▶ ACTIVITY
What is needed is an exact transcription of every record, minus the pictures.
+===+
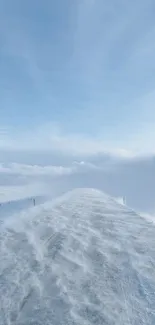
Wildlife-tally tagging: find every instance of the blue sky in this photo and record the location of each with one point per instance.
(82, 67)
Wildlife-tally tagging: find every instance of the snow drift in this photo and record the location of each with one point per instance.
(81, 259)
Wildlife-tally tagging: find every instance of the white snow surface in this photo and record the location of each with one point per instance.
(80, 259)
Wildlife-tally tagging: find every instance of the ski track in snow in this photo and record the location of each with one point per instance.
(82, 259)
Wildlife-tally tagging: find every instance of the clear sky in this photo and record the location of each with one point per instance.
(78, 67)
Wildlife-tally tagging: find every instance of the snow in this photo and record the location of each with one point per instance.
(81, 259)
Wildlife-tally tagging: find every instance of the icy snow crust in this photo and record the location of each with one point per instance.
(82, 259)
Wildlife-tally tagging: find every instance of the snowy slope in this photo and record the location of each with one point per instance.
(81, 259)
+===+
▶ COMPLETED EXERCISE
Wildlife-tally tagging: find every instance of the blue sky in this photo and record the location of each with one point per instance.
(82, 67)
Wildlife-tally tagging: find every instance of the snow drift in this photo and record the location of each with one point per instance.
(81, 259)
Wildlife-tally tagging: find every instance of the white snow surface in this photo and record the location of each with one point per instance.
(80, 259)
Wildlife-tally tagging: find every instance of the ski track in snow in this photo and record the location of each with one point per instance.
(82, 259)
Wildlife-tally tagging: find every instance of the clear sky in this photo and record the location of each with one point per instance.
(78, 67)
Wildlife-tally tagging: find every instance of the snow in this photo and record the location of each with one point per instance.
(81, 259)
Wildlife-tally tagging: find every instance of the icy snow crust in this photo and record the location of each with one point per instance.
(82, 259)
Wildlife-tally tagging: find every instance of the snowy slope in this photo and record the location of each with one point per instance.
(81, 259)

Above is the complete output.